■ WORK INSTRUCTIONS:
1 > In the email on concurrent schedulers, restate the text from "On Wed, Apr" up to and including "in this situation.", swapping "scheduler" for "runtime".
2 > In the email on concurrent schedulers, condense the paragraph beginning "The argument John was making" into a short bulleted list that keeps its main points.

■ SOURCE PASSAGE:
◆ ◆ ◆

On Wed, Apr 12, 2006 at 05:50:40PM +0100, Malcolm Wallace wrote:
The argument John was making is that this is a useful distinguishing point to tell whether your concurrent implementation is cooperative or preemptive. My argument is that, even if you can distinguish them in this way, it is not a useful distinction to make. Your program is simply wrong. If you have a sequential program whose value is _|_, your program is bad. If you execute it in parallel with other programs, that does not make it any less bad. One scheduler reveals the wrongness by hanging, another hides the wrongness by letting other things happen. So what? It would be perverse to say that the preemptive scheduler is semantically "better" in this situation.

◆ ◆ ◆

■ DATASET EXTRACT:
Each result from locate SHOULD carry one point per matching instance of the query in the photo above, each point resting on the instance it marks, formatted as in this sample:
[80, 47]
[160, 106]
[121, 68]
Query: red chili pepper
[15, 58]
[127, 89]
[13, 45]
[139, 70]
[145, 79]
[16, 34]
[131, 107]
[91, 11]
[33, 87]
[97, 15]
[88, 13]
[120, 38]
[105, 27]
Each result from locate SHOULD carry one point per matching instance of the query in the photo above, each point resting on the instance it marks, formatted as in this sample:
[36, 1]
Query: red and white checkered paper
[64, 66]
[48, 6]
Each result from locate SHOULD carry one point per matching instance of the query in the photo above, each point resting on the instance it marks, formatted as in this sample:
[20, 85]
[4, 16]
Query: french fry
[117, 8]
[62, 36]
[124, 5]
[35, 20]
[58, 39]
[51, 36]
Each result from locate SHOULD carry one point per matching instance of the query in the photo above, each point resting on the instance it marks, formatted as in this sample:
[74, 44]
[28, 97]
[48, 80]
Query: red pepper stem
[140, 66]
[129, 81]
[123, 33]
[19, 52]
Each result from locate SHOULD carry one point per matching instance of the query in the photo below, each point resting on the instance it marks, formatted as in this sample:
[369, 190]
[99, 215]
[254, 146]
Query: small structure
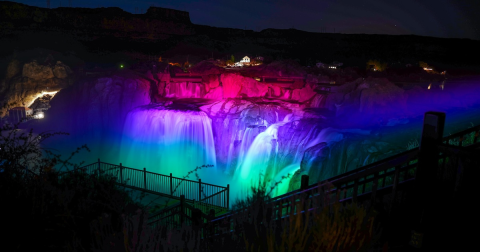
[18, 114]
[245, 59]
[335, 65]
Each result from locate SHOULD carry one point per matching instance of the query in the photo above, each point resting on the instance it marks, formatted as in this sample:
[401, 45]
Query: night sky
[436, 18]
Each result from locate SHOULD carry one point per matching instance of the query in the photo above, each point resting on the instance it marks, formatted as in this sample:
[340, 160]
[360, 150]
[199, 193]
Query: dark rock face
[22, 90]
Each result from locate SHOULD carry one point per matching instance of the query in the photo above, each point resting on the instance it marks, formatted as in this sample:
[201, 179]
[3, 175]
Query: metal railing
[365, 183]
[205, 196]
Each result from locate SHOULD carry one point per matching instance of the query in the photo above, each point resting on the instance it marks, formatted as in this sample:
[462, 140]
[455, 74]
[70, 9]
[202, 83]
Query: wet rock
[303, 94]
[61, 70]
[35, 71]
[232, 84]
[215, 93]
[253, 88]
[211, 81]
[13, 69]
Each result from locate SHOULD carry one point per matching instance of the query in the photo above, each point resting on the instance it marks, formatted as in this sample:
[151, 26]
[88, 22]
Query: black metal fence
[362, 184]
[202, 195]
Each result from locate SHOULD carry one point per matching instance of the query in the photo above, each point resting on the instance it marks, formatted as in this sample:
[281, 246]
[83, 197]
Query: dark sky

◆ ◆ ◆

■ RESPONSES BY TASK:
1 >
On Wed, Apr 12, 2006 at 05:50:40PM +0100, Malcolm Wallace wrote:
The argument John was making is that this is a useful distinguishing point to tell whether your concurrent implementation is cooperative or preemptive. My argument is that, even if you can distinguish them in this way, it is not a useful distinction to make. Your program is simply wrong. If you have a sequential program whose value is _|_, your program is bad. If you execute it in parallel with other programs, that does not make it any less bad. One runtime reveals the wrongness by hanging, another hides the wrongness by letting other things happen. So what? It would be perverse to say that the preemptive runtime is semantically "better" in this situation.

2 >
- John's claim: this point tells you whether a concurrent implementation is cooperative or preemptive.
- The writer's reply: even if it does, the distinction isn't useful.
- A sequential program whose value is _|_ is bad, and running it in parallel with other programs doesn't make it any less bad.
- One scheduler reveals the fault by hanging, and another hides it by letting other things happen.
- It would be perverse to call the preemptive scheduler semantically "better" here.